THE PROBLEM >> Rewrite the material below with every occurrence of "Of everything visible here" changed to "Among all that can be seen" and nothing else altered.

Dataset records

________________________________________

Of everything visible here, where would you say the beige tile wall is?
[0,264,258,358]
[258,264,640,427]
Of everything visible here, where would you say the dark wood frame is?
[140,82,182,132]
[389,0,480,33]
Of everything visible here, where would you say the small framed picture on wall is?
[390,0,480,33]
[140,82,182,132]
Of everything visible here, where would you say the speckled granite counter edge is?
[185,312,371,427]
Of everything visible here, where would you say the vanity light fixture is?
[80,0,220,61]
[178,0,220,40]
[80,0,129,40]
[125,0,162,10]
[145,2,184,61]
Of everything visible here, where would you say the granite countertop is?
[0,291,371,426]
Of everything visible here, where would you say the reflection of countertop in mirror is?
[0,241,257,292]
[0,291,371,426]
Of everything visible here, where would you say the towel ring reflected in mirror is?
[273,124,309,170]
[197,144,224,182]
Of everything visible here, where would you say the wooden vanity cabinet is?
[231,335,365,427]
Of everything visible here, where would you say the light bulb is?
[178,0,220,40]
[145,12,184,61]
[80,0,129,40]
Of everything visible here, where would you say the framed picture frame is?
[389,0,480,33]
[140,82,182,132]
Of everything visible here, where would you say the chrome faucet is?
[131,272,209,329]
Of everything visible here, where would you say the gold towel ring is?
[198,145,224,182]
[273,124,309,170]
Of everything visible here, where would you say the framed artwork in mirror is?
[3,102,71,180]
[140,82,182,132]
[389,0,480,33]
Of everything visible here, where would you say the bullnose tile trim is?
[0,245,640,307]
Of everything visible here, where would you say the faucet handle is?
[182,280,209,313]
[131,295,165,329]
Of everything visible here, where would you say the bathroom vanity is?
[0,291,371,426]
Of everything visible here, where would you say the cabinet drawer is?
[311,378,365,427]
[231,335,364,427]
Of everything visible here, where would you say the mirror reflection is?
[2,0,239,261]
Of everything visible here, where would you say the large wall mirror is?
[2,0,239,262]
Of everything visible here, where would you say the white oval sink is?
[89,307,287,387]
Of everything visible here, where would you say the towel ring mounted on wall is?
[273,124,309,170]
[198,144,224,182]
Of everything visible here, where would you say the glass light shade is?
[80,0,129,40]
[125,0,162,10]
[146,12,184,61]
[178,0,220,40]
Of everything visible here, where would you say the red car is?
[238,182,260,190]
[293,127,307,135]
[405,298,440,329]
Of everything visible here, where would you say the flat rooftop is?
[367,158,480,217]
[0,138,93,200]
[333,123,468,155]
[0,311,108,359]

________________________________________

EXERCISE SOLUTION >>
Among all that can be seen, where would you say the beige tile wall is?
[0,264,258,358]
[258,264,640,427]
Among all that can be seen, where would you say the dark wood frame is?
[140,82,182,132]
[389,0,480,33]
Among all that can be seen, where would you say the small framed picture on wall is?
[390,0,480,33]
[140,82,182,132]
Among all that can be seen, where would you say the speckled granite counter edge is?
[185,312,371,427]
Among all that can be seen, where would you say the vanity light fixture is?
[80,0,220,61]
[178,0,220,40]
[80,0,129,40]
[125,0,162,10]
[145,2,184,61]
Among all that can be seen, where would you say the granite countertop is?
[0,291,371,426]
Among all that can be seen, where would you say the reflection of countertop in mirror is?
[0,241,257,292]
[0,291,371,426]
Among all that can be seen, where would you say the towel ring reflected in mirror is?
[273,124,309,170]
[197,144,224,182]
Among all that can be seen, where would you say the wooden vanity cabinet is?
[231,335,365,427]
Among all that can be seen, where would you say the light bulb is?
[178,0,220,40]
[145,12,184,61]
[80,0,129,40]
Among all that can be seen, where would you say the framed picture frame is?
[389,0,480,33]
[140,82,182,132]
Among all that can be seen, where would you say the chrome faucet is?
[131,272,209,329]
Among all that can be seen, where would you say the gold towel ring is?
[198,145,224,182]
[273,124,309,170]
Among all that can be seen, where would you say the framed artwork in mirror is?
[3,102,71,180]
[140,82,182,132]
[389,0,480,33]
Among all that can be seen, where would you say the bullnose tile trim is?
[0,245,640,307]
Among all that can be seen, where would you say the faucet handle is?
[182,280,209,313]
[131,295,165,329]
Among all that can be seen, where would you say the bathroom vanity is?
[0,291,371,426]
Among all that can be seen, where would you say the cabinet drawer is?
[311,378,365,427]
[231,335,364,427]
Among all that can be seen, where would you say the mirror reflection is?
[2,0,239,261]
Among all that can be seen, where would you say the large wall mirror is?
[2,0,239,262]
Among all that can be seen, where would you say the white oval sink is?
[89,307,287,387]
Among all that can be seen, where would you say the towel ring mounted on wall is?
[273,124,309,170]
[198,144,224,182]
Among all that can be seen, where would you say the glass light shade is?
[80,0,129,40]
[125,0,162,10]
[146,12,184,61]
[178,0,220,40]
Among all that can be seen, where would you say the red car is?
[238,182,260,190]
[293,127,307,135]
[405,298,440,329]
Among all that can be seen, where would you say the flat rooftop is?
[367,158,480,217]
[0,138,93,200]
[333,123,468,155]
[0,311,108,359]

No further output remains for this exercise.